● **НАБОР ЗАДАНИЙ**:
• A. Повторите дословно фрагмент текста о Лермонтове, начиная со слов «Но весной 1835» и далее до слов «малоурожайным для лирики.».
• B. Пожалуйста, укажите по тексту о Лермонтове, какого числа он покинул школу корнетом Лейб-гвардейского полка.

● **ТЕКСТ СТРАНИЦЫ**:
/---

Наконец, 28 ноября 1834 г. Лермонтов покинул школу в качестве корнета Лейб-гвардейского полка (что и подтверждено императорским указом от 1 августа 1835 г.). Одновременно он стал автором напечатанной в «Библиотеке для чтения» поэмы «Хаджи-Абрек», а это, казалось бы, должно было стимулировать или направить страсть творчества в новое русло.

Но весной 1835 г. бабушка собралась уехать из Петербурга. Это привело 21-летнего «вояку» в смятение, как маленького мальчика[85]: «Не могу выразить, как огорчает меня отъезд бабушки, - перспектива остаться в полном одиночестве в первый раз в жизни меня пугает; во всем этом большом городе не останется ни единого существа, которое бы действительно мною интересовалось...», - писал он А.М. Верещагиной (4,С. 394). А в мае – еще одна боль. Лермонтов получил известие о замужестве В.А. Лопухиной, которой в бытность в Москве был очень увлечен, да и в Москве не забывал о ней. Ее замужество стало для него горем. 1835 год оказался малоурожайным для лирики.

Правда, продолжалось исправление и редактирование «Маскарада» (4. С.542). И в этот же год было создано странное и загадочное сочинение, касающееся отношений России и Литвы

Опять, народные витии,

За дело падшее Литвы

На славу гордую России

Опять, шумя, восстали вы (Т.1. С. 360),

Эти четыре строки – парафраза пушкинского стихотворения «Клеветникам России», на что мое внимание любезно обратила Л.И. Тананаева. Поэт - певец свободы подобно своему кумиру – А.С. Пушкину обращается с упреками к литературным защитникам «падшей Литвы», восставших жителей которой он еще совсем недавно прославлял как «гордых». В контексте прославления свободолюбивых жителей Кавказа и вскоре за этим последовавшего «На смерть поэта» появление данного произведения представляется парадоксальным и нуждается в объяснении. Самое простое, казалось бы, лежит на поверхности – «имперский синдром», наличие которого А.А. Зимин обнаружил у «олимпийца» у А.С. Пушкина[86]. Однако ни в каких иных сочинениях Лермонтова подобный синдром не заметен. «Империя и родина у Лермонтова не сливаются воедино», - справедливо утверждает А.А. Зимин[87]. Рассматриваемое стихотворение – единственное, в котором «честь России» ассоциируется с «солнцем» (венцом) русского царя, соответственно Российской империи.

\---

● **ИЗВЛЕЧЁННЫЕ МАТЕРИАЛЫ**:
/---

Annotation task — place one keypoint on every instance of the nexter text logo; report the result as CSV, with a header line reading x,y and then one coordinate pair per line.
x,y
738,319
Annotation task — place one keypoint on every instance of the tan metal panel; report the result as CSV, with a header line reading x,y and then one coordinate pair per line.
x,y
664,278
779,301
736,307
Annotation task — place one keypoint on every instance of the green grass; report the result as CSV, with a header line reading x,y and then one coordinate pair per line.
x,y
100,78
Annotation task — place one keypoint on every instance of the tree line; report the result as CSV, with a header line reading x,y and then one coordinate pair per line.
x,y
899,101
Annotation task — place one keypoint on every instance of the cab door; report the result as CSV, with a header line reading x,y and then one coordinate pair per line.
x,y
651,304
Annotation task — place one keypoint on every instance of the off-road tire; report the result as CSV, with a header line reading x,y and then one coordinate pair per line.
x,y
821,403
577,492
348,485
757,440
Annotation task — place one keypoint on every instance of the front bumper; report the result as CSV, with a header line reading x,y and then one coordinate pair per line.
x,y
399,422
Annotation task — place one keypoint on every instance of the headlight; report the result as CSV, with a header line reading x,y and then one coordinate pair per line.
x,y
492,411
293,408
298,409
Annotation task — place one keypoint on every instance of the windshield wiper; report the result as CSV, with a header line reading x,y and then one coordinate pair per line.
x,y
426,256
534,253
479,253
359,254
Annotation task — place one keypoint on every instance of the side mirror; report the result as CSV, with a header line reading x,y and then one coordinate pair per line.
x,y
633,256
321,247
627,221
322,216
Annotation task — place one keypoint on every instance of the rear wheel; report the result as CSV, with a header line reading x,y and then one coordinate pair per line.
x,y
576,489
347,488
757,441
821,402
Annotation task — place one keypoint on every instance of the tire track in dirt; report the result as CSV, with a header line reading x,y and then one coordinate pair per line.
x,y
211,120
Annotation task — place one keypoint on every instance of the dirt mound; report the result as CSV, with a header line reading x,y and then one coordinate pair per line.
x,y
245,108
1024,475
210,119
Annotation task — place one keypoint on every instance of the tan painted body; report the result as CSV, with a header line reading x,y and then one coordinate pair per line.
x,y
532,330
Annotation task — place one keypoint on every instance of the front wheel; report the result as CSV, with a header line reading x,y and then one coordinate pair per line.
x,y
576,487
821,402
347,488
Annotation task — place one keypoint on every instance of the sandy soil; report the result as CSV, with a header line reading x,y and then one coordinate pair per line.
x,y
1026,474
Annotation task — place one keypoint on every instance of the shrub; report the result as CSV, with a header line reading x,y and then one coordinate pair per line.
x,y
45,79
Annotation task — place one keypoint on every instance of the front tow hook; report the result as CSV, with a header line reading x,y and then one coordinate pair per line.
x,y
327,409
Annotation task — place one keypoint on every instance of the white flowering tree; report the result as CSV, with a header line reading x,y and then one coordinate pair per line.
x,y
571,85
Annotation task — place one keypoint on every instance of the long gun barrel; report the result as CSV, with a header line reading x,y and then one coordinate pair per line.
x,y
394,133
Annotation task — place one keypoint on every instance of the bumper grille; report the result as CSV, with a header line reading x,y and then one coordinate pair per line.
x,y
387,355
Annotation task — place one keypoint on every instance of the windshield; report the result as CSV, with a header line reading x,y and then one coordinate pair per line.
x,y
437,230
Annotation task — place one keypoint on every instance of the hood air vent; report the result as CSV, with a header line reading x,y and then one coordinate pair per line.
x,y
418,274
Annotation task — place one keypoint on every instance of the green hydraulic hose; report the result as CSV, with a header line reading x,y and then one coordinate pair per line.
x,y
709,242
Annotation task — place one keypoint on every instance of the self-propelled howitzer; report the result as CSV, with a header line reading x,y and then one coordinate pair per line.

\---

● **ОТВЕТЫ ПО ЗАДАНИЯМ**:
• A.
Но весной 1835 г. бабушка собралась уехать из Петербурга. Это привело 21-летнего «вояку» в смятение, как маленького мальчика[85]: «Не могу выразить, как огорчает меня отъезд бабушки, - перспектива остаться в полном одиночестве в первый раз в жизни меня пугает; во всем этом большом городе не останется ни единого существа, которое бы действительно мною интересовалось...», - писал он А.М. Верещагиной (4,С. 394). А в мае – еще одна боль. Лермонтов получил известие о замужестве В.А. Лопухиной, которой в бытность в Москве был очень увлечен, да и в Москве не забывал о ней. Ее замужество стало для него горем. 1835 год оказался малоурожайным для лирики.

• B. 28 ноября 1834 г.